Count the rows below that contain the word "small", treating uppercase and lowercase as different, and give only the number.
....
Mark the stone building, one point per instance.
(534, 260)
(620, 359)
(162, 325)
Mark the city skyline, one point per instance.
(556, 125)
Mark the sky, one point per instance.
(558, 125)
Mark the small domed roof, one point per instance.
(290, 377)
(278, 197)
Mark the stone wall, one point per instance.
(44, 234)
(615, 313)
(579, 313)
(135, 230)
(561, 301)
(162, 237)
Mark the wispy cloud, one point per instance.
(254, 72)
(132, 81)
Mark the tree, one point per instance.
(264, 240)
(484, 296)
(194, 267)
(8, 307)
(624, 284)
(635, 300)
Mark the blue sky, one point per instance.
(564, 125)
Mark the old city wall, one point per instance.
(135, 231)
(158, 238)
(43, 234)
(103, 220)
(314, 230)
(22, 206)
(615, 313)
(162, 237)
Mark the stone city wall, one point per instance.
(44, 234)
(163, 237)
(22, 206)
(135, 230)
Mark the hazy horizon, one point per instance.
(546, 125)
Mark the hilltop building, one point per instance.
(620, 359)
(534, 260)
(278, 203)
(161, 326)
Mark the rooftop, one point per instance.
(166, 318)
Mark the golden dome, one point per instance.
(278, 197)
....
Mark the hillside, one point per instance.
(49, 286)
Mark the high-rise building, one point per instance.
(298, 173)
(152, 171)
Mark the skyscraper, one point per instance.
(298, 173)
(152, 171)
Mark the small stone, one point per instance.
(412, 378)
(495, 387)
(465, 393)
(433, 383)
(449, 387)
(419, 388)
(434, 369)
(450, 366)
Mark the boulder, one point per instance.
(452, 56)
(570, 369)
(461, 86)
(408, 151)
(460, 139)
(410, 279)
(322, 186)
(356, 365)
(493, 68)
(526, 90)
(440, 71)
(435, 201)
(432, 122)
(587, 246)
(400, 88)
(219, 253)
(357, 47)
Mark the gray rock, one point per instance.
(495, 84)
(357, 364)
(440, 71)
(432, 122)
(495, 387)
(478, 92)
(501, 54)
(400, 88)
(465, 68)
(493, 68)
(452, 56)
....
▶ **Completed exercise**: 2